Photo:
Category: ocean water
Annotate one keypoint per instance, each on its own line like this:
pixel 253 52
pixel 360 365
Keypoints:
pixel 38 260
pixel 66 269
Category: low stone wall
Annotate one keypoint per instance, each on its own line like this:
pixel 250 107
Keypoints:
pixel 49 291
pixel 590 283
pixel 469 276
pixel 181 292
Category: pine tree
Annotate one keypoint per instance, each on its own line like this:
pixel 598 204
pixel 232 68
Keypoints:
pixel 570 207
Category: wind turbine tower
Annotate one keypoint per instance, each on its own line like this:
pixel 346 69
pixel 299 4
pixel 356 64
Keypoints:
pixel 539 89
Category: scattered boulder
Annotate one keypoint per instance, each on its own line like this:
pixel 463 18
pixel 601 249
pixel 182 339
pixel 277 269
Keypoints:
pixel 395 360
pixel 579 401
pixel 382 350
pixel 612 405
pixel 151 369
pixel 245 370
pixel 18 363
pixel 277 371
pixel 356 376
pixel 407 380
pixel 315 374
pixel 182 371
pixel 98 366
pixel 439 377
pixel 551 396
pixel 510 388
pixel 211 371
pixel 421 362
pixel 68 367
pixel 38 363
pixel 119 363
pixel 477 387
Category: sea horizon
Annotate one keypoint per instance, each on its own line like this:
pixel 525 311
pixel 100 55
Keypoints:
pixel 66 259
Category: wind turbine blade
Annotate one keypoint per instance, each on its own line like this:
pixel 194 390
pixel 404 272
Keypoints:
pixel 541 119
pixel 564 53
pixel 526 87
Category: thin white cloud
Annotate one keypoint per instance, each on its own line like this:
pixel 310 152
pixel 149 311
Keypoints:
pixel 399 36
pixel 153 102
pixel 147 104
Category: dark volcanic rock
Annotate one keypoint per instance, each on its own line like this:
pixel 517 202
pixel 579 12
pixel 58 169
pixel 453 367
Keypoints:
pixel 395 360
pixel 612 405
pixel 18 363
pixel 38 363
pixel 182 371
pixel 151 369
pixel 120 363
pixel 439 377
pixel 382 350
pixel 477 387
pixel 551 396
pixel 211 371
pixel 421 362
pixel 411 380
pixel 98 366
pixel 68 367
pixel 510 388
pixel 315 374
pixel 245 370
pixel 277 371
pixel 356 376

════════

Exercise instructions.
Copy out the data shown above without altering anything.

Problem solution.
Photo:
Category: ocean water
Annotate one keypoint per instance, each on its own line like this:
pixel 253 52
pixel 360 365
Keypoints:
pixel 38 260
pixel 66 269
Category: low stone wall
Annotate one keypoint per instance, each on its own line like this:
pixel 250 107
Keypoints:
pixel 49 291
pixel 590 283
pixel 469 276
pixel 181 292
Category: pine tree
Annotate one keypoint per instance, each on its own line like this:
pixel 598 204
pixel 232 68
Keypoints:
pixel 570 207
Category: wind turbine tower
Annotate one keypoint per instance, each on its own line like this:
pixel 346 69
pixel 299 4
pixel 356 64
Keypoints:
pixel 539 89
Category: scattered boulder
Annotate one keypoint per instance, each on its own line like this:
pixel 463 18
pixel 601 249
pixel 182 339
pixel 277 269
Keypoints:
pixel 395 360
pixel 579 401
pixel 382 350
pixel 612 405
pixel 151 369
pixel 245 370
pixel 18 363
pixel 277 371
pixel 356 376
pixel 407 380
pixel 315 374
pixel 182 371
pixel 98 366
pixel 439 377
pixel 551 396
pixel 510 388
pixel 211 371
pixel 421 362
pixel 68 367
pixel 38 363
pixel 119 363
pixel 477 387
Category: sea horizon
Annotate one keypoint per instance, each on its own line like this:
pixel 525 311
pixel 100 55
Keypoints:
pixel 66 259
Category: wind turbine blade
Annotate one keypoint per instance, each on its own line like this:
pixel 194 390
pixel 404 272
Keypoints:
pixel 541 119
pixel 564 53
pixel 526 87
Category: thin white cloud
Annotate one keypoint per instance, each on its own line like this:
pixel 310 152
pixel 149 311
Keypoints:
pixel 399 36
pixel 153 102
pixel 147 104
Category: dark volcanic rock
Annotate one keypoint per instance, each on its own line like this:
pixel 517 202
pixel 579 12
pixel 58 169
pixel 453 367
Keypoints:
pixel 395 360
pixel 612 405
pixel 18 363
pixel 38 363
pixel 182 371
pixel 151 369
pixel 120 363
pixel 439 377
pixel 382 350
pixel 477 387
pixel 551 396
pixel 211 371
pixel 421 362
pixel 411 380
pixel 98 366
pixel 68 367
pixel 510 388
pixel 315 374
pixel 245 370
pixel 277 371
pixel 356 376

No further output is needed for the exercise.